_RECORDS FOR THE EXERCISE_.
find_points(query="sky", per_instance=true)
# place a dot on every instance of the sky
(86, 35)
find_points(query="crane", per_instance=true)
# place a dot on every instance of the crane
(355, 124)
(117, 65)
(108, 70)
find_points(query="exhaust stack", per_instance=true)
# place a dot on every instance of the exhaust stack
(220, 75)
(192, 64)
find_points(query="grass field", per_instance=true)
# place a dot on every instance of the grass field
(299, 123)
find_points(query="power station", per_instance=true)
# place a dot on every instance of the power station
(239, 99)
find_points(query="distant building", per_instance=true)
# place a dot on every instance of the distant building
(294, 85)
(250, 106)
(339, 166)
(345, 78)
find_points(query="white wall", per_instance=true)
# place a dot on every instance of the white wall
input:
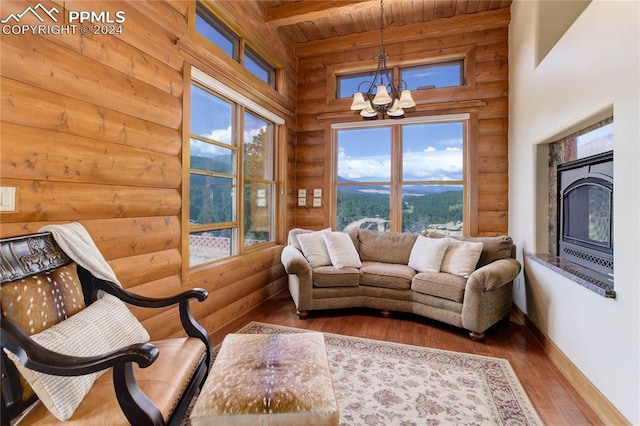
(594, 67)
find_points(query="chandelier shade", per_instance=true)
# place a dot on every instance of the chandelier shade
(380, 98)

_WHAT TO WORK ON_.
Reproduce every entry word for word, but omit the pictures.

_FULL RESPONSE_.
find_points(query="sky", per_instance=true)
# place a dot on every instance of the sky
(86, 35)
find_points(query="crane", per_instance=true)
# place a dot on every instance of the crane
(355, 124)
(117, 65)
(108, 70)
find_points(query="exhaust stack", per_instance=true)
# place a dot on every instance of the exhaust stack
(220, 75)
(192, 64)
find_points(query="grass field", per_instance=true)
# place a dot on every instance of the grass field
(299, 123)
find_points(query="power station", per_instance=true)
# place a dot on every instance of the power station
(239, 99)
find_points(query="distant building", per_instance=true)
# place a dot on every instance of the distant building
(294, 85)
(250, 106)
(339, 166)
(345, 78)
find_points(query="white wall", per_instance=true)
# place a dot on every instance of the white wall
input:
(594, 67)
find_points(query="chandelier shade", per_instance=true)
# place a dot on every instance of the chandelier shade
(380, 98)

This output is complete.